[Excerpts of bounding box data]

━━━━━━━━

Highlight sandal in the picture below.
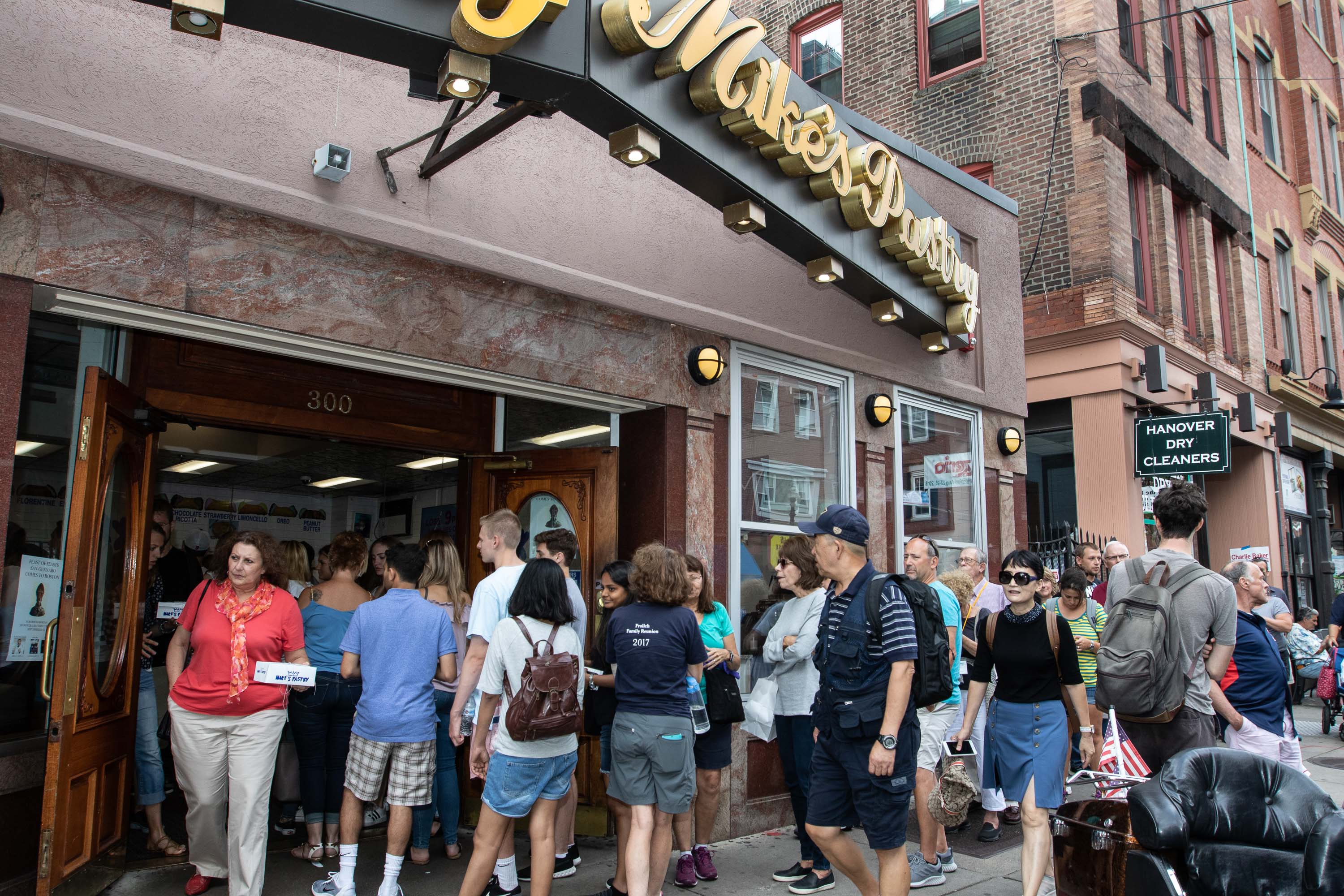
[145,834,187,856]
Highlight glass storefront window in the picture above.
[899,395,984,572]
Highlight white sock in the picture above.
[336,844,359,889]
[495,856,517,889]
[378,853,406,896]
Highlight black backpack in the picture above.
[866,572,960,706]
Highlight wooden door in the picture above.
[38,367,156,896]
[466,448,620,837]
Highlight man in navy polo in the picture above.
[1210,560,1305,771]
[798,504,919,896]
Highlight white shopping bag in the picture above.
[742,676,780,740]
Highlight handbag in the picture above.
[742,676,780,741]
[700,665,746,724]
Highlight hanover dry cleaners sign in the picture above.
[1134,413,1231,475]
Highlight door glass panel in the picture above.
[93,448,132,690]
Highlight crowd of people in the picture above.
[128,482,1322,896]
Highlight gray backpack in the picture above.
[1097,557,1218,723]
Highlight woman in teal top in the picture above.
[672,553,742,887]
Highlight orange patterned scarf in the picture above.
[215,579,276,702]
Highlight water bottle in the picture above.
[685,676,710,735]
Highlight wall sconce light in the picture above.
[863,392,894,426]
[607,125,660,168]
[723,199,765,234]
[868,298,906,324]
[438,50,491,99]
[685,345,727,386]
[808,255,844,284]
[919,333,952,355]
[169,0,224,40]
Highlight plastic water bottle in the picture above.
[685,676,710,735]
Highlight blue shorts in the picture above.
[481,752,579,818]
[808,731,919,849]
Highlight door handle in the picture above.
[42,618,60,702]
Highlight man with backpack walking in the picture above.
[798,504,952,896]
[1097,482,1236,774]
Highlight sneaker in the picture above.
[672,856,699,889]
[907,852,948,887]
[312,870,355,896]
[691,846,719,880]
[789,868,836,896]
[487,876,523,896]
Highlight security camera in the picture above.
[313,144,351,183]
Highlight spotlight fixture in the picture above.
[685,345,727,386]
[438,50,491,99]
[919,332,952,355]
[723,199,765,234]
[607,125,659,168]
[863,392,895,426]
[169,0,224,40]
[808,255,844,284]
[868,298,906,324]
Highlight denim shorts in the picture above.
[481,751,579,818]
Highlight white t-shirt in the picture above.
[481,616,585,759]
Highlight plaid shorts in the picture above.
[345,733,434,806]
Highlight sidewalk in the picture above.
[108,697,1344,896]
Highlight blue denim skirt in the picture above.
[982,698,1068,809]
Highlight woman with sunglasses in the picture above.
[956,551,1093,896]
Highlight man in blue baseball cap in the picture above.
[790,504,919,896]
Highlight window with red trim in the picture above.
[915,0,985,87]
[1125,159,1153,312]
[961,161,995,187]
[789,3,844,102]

━━━━━━━━

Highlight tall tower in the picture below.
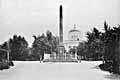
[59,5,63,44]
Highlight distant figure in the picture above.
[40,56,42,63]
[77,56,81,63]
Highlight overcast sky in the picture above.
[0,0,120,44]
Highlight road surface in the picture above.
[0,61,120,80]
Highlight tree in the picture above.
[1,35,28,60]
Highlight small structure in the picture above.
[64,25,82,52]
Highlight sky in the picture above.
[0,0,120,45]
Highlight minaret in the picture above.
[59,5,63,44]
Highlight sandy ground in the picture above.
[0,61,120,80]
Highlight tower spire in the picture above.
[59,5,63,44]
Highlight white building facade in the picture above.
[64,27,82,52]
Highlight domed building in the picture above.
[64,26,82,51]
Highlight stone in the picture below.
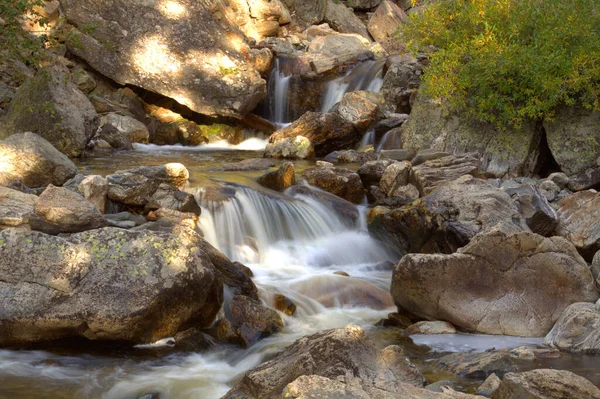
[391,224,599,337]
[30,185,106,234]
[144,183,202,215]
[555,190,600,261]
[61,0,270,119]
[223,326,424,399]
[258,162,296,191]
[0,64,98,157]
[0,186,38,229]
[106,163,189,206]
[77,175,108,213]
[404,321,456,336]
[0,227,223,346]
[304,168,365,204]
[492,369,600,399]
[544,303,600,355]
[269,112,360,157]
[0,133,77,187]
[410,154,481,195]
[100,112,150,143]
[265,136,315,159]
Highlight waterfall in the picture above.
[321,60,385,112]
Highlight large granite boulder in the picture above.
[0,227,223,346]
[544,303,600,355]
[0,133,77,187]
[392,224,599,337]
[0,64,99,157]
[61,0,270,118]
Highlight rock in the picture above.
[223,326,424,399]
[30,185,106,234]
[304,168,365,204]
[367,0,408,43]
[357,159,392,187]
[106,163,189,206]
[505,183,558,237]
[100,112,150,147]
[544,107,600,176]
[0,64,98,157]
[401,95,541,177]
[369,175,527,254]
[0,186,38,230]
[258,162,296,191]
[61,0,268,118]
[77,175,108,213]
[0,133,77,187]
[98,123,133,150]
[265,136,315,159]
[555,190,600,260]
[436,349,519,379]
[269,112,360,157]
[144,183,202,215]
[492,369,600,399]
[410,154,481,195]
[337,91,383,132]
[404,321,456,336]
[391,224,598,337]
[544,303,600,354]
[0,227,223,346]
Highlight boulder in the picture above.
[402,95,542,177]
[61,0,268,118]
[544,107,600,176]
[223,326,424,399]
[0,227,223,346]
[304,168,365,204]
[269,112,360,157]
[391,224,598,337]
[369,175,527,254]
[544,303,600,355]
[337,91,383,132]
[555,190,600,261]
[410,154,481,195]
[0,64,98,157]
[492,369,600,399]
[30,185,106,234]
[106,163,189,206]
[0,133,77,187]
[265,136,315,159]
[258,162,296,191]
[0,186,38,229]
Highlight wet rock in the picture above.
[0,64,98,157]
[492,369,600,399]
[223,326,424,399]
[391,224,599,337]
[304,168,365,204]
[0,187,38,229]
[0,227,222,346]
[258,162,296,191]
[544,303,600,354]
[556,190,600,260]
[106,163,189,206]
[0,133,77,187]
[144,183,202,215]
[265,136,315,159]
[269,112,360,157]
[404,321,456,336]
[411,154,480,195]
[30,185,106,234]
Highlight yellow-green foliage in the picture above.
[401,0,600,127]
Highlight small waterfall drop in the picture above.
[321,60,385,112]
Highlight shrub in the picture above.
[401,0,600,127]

━━━━━━━━

- **What is required**: Rewrite the stretch of entries from the line containing "Highlight white sock in the picture above." through the line containing "[466,448,620,837]", substituting "red door" for "wooden door" and leaving all else unchanged.

- **The result**:
Highlight white sock in the picture above.
[336,844,359,889]
[495,856,517,889]
[378,853,406,896]
Highlight black backpack in the picture above.
[866,572,960,706]
Highlight red door in the picture above.
[38,367,156,896]
[466,448,620,837]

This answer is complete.